Tus tareas
1. En el texto sobre Sancho Panza como escudero, ¿de quién es hijo Gandalín, el escudero de Amadís?
2. Prosigue el texto sobre Sancho Panza como escudero a partir de su última oración.

Texto proporcionado
--------------------------------

El contraste entre ambos en muchos otros aspectos: el uno, noble, el otro un rústico villano; el primero culto, el otro analfabeto; el uno loco; el otro, aunque simple, más sensato; el primero, grave; el segundo, socarrón y gracioso; el uno, colérico y melancólico, el otro apacible y jovial, dará mucho juego a lo largo de la novela, permitiendo profundizar en el alma de ambos personajes, dar lugar a excelentes diálogos, pero también dará lugar a conflictos entre ellos en cuanto las fantasías caballerescas del primero entren en colisión con la vulgar realidad y lleguen los fracasos y los golpes. Aunque eso sí, Sancho, que decide acompañar a don Quijote, movido por la promesa que éste le hace de convertirlo en gobernador de una ínsula, siempre creerá, a pesar de su sentido común, que el hidalgo vecino suyo es realmente un caballero andante y que será capaz de cumplir su promesa.

En este punto es menester ponderar la revolución literaria que Cervantes lleva a cabo en el tratamiento del personaje de Sancho como escudero. En primer lugar, a diferencia de su condición plebeya, en los libros de caballerías el escudero es de origen noble, nunca un villano, en lo cual se mostraban como un fiel reflejo de la sociedad medieval. El mismísimo rey Arturo inició su formación como escudero antes de armarse caballero. Y el escudero de Amadís, Gandalín, es hijo de un caballero escocés, Gandales. En segundo lugar, los escuderos de los héroes caballerescos acompañaban a sus señores montados a caballo, a quienes incluso prestaban el suyo en caso de apuro cuando perdían el propio o éste quedaba herido. Hasta don Quijote, escrupuloso en la exigencia de ajustarse al canon de la literatura caballeresca y a la vez dispuesto a transigir cuando por el momento no encuentra manera de cumplir con ella, se da cuenta de que la montura de Sancho es una anomalía: «En lo del asno reparó un poco don Quijote, imaginando si se le acordaba si algún caballero andante había traído escudero caballero asnalmente, pero nunca le vino alguno a la memoria» (I, 7, 73). Y de que no es nada adecuada, sino más bien poco digna para el aspirante a escudero de un caballero andante, pero está dispuesto a aceptar que vaya montado en asno provisionalmente hasta que le arrebate el caballo al primer caballero descortés con que se tope. La introducción de un escudero villano y que lleva como caballería un asno tiene, sin duda, una función paródica del escudero caballeresco y la primera imagen de Sancho, tan imbuido de su nueva profesión, montado en su rucio, que nos transmite el autor no puede estar más cargada de ironía: «Iba Sancho Panza sobre su jumento como un patriarca, con sus alforjas y su bota, y con mucho deseo de verse ya gobernador de la ínsula que su amo le había prometido» (Ibidem).

--------------------------------

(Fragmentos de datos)
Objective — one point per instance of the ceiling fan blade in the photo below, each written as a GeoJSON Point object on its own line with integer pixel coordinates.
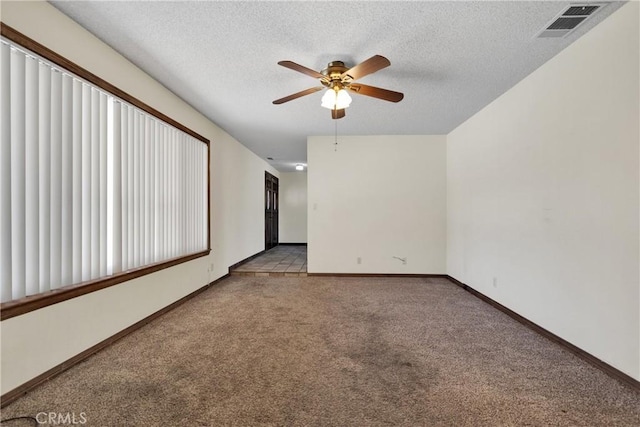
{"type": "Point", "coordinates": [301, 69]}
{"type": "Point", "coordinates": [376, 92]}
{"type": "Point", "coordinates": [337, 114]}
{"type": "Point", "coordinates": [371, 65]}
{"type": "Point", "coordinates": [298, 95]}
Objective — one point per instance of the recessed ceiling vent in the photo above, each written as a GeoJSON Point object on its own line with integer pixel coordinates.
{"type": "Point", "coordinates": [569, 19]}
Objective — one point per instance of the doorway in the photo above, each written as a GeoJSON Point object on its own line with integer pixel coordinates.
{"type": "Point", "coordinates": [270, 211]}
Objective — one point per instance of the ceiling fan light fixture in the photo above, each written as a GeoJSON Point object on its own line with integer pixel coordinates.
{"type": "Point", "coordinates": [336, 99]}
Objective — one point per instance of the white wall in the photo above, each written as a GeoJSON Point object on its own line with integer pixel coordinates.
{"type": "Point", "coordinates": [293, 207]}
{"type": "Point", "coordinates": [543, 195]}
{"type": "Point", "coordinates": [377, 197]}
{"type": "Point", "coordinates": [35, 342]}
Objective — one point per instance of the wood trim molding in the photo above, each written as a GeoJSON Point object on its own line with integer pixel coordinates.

--------------------------------

Respuestas por tarea
1. De Gandales, un caballero escocés.

2.
En tercer lugar y último, en las novelas caballerescas el escudero es una figura de escasa importancia, meramente auxiliar, que apenas participa de la acción. En cuanto el caballero andante se mete en una aventura, el narrador sólo presta atención a sus gestas, borrándose por completo la presencia del escudero, del que muchas veces el lector no es consciente de que esté siquiera ahí. Además, apenas habla con su señor, las conversaciones de Gandalín con Amadís son muy esporádicas, circunstanciales y limitadas; y algunos escuderos, como el de Galaor, no hablan nunca. En cambio, en el Quijote Sancho es una figura muy importante que está siempre presente en la acción, del que el narrador no se olvida nunca y al que vemos entregado a constantes y largas conversaciones con su amo, las cuales carecen de límites en las cuestiones que ambos pueden tratar; de hecho se tocan todas las cuestiones importantes de la vida humana. El propio don Quijote se da cuenta de este hecho llamativo del tanto platicar y lo comenta en la novela: «En cuantos libros de caballerías he leído, que son infinitos, jamás he hallado que ningún escudero hablase tanto con su señor como tú con el tuyo» (I, 20, 186).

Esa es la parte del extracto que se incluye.